-- START OF SELECTION --

In [3]:
# 1. In Spark, set up a Spark session that is ready to talk with Cassandra.
import pyspark
from pyspark.sql import SparkSession

# CASSANDRA CONFIGURATION
cassandra_host = "cassandra"

# Spark init
spark = SparkSession \
    .builder \
    .master("local") \
    .appName('jupyter-pyspark') \
      .config("spark.cassandra.connection.host", cassandra_host) \
      .config("spark.jars.packages","com.datastax.spark:spark-cassandra-connector-assembly_2.12:3.1.0")\
    .getOrCreate()
sc = spark.sparkContext
sc.setLogLevel("ERROR")
print(cassandra_host)

cassandra


In [5]:
# 3. To deal with the amount of data associated with the weather.com data set, 
# you decide to start with a smaller sample data set. The dataset contains 7 
# days of weather information for major U.S. cities, with one row being weather 
# information for a single city on a single day. Load the data set located 
# at /home/jovyan/datasets/weather/weather.json and use printSchema() 
# to inspect the schema.
file_path = 'file:///home/jovyan/datasets/weather/weather.json'
weather = spark.read.json(file_path)
weather.printSchema()


root
 |-- 2020census: long (nullable = true)
 |-- city: string (nullable = true)
 |-- condition: string (nullable = true)
 |-- date: string (nullable = true)
 |-- description: string (nullable = true)
 |-- dew_point: double (nullable = true)
 |-- latitude: double (nullable = true)
 |-- longitude: double (nullable = true)
 |-- moon_phase: double (nullable = true)
 |-- pct_clouds: long (nullable = true)
 |-- pct_humidity: long (nullable = true)
 |-- pressure: long (nullable = true)
 |-- rainfall: double (nullable = true)
 |-- snowfall: double (nullable = true)
 |-- state: string (nullable = true)
 |-- temperature.day: double (nullable = true)
 |-- temperature.eve: double (nullable = true)

-- END OF SELECTION --

#### AIM A
Translate this sentence from the notebook into Spanish: "The dataset contains 7 days of weather information for major U.S. cities, with one row being weather information for a single city on a single day."

-- START OF DATA FOR THE TASK --

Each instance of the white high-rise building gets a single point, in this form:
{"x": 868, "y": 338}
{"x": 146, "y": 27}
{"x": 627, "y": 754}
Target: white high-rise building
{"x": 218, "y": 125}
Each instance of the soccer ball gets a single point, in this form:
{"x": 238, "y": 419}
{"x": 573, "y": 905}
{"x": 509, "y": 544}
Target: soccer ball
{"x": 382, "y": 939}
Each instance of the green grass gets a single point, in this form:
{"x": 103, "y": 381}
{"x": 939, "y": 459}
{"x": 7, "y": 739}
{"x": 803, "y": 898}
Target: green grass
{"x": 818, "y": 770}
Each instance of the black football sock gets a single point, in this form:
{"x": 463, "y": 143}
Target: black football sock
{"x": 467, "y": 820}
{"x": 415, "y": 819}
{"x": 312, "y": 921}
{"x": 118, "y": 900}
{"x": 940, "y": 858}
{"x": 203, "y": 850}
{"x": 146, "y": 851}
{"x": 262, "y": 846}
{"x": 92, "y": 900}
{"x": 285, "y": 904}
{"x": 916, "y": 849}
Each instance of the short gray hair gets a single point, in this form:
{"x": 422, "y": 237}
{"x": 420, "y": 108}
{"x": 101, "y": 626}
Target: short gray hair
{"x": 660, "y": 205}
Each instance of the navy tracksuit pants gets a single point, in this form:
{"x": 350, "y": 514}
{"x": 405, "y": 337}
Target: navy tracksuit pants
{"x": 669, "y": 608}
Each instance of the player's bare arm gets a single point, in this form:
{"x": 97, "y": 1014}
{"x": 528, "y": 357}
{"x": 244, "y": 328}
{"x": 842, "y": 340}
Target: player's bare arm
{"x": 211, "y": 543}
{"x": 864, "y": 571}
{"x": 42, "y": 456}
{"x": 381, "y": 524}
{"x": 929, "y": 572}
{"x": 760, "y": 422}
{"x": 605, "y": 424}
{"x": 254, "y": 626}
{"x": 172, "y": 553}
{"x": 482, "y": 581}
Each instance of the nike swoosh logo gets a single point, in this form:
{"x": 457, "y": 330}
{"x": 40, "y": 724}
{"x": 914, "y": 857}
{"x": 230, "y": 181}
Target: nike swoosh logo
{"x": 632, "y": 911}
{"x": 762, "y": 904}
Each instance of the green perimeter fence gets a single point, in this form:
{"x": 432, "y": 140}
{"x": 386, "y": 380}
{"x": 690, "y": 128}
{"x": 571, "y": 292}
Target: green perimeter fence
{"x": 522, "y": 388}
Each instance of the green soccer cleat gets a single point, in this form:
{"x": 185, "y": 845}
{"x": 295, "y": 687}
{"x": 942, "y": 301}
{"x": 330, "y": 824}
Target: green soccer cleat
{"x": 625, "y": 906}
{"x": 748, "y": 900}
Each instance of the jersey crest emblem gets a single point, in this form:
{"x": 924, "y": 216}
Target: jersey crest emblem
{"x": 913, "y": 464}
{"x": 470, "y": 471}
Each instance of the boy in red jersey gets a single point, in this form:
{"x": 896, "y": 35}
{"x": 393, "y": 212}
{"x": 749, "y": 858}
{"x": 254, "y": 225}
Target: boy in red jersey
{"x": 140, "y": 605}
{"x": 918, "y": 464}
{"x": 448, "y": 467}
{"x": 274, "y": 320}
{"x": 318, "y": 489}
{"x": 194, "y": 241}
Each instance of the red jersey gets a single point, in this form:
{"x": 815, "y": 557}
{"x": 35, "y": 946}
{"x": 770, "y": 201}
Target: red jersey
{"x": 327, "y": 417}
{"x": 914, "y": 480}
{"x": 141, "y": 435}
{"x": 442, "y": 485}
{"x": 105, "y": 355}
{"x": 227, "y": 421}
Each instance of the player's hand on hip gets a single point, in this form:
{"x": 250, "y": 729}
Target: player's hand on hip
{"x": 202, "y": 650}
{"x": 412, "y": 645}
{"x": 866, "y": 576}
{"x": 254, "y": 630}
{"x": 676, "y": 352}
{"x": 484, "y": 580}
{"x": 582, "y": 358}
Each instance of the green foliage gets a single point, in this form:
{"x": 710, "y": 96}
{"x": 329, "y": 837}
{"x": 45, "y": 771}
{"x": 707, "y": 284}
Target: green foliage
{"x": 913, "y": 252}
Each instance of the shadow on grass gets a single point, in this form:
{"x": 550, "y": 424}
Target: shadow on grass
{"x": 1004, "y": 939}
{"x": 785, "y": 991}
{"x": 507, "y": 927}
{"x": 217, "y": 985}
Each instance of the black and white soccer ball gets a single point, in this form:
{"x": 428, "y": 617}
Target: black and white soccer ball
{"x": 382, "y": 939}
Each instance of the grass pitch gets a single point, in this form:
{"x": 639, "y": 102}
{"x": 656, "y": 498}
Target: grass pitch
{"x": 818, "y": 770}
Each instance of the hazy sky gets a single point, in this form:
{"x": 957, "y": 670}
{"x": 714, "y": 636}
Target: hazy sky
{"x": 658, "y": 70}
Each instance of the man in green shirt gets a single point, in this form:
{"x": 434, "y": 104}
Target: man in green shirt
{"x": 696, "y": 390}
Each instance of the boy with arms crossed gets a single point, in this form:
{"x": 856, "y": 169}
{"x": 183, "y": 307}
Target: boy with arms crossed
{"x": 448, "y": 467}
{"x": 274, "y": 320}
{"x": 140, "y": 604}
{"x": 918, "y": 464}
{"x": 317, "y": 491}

-- END OF DATA FOR THE TASK --

#### AIM B
In the records, swap "green shirt" for "white shirt" from the line with "Each instance of the man" up to and including the last line of the records. Write out those lines again with nothing else changed.

#### OUTPUT A
El conjunto de datos contiene 7 días de información meteorológica de las principales ciudades de EE. UU., y cada fila corresponde a la información meteorológica de una sola ciudad en un solo día.

#### OUTPUT B
Each instance of the man in white shirt gets a single point, in this form:
{"x": 434, "y": 104}
Target: man in white shirt
{"x": 696, "y": 390}
Each instance of the boy with arms crossed gets a single point, in this form:
{"x": 856, "y": 169}
{"x": 183, "y": 307}
Target: boy with arms crossed
{"x": 448, "y": 467}
{"x": 274, "y": 320}
{"x": 140, "y": 604}
{"x": 918, "y": 464}
{"x": 317, "y": 491}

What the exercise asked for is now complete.